*Exercise data*
------------------------
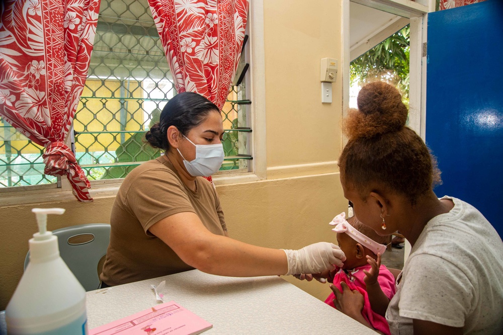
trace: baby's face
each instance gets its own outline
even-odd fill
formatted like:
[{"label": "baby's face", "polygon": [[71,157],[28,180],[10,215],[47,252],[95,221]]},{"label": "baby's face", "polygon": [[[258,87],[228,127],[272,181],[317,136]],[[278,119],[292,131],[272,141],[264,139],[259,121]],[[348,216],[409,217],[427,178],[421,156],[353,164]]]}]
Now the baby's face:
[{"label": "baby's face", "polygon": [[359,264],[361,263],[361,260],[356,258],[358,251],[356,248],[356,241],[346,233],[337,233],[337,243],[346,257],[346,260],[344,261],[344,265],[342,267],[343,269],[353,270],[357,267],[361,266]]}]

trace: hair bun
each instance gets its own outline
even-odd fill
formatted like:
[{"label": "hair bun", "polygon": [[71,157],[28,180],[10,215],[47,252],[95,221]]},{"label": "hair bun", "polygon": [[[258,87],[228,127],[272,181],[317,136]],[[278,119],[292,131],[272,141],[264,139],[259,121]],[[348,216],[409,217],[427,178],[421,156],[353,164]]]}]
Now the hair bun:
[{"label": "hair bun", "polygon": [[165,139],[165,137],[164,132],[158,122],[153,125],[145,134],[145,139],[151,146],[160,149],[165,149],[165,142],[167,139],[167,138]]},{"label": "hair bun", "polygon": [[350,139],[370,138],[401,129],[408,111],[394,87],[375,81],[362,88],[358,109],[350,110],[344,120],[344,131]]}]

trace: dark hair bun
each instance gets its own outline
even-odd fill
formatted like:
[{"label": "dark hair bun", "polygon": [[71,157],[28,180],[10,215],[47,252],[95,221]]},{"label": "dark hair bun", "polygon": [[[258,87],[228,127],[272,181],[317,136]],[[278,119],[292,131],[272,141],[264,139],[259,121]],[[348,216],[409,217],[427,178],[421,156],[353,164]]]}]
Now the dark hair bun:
------------------------
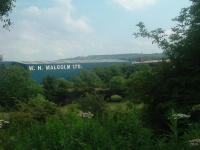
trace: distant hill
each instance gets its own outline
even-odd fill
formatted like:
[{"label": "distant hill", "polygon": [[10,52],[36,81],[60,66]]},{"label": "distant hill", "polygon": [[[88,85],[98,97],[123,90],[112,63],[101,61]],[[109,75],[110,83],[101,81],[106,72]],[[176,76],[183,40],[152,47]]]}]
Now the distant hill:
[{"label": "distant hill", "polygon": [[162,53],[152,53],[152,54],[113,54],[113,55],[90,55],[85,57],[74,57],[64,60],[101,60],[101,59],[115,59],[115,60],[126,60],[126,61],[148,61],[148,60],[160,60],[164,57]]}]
------------------------
Print the lines from the one containing "trace: dark hair bun" through the one containing "Now the dark", inclusive, with no changes.

*Solved problem*
trace: dark hair bun
each instance gets its own outline
even-odd fill
formatted like:
[{"label": "dark hair bun", "polygon": [[71,157],[28,180],[10,215],[47,252],[95,221]]},{"label": "dark hair bun", "polygon": [[[258,87],[228,127],[272,181],[317,136]],[[278,119],[292,131],[272,141],[264,139],[259,121]],[[348,216],[409,217],[427,178],[421,156],[353,164]]]}]
Now the dark hair bun:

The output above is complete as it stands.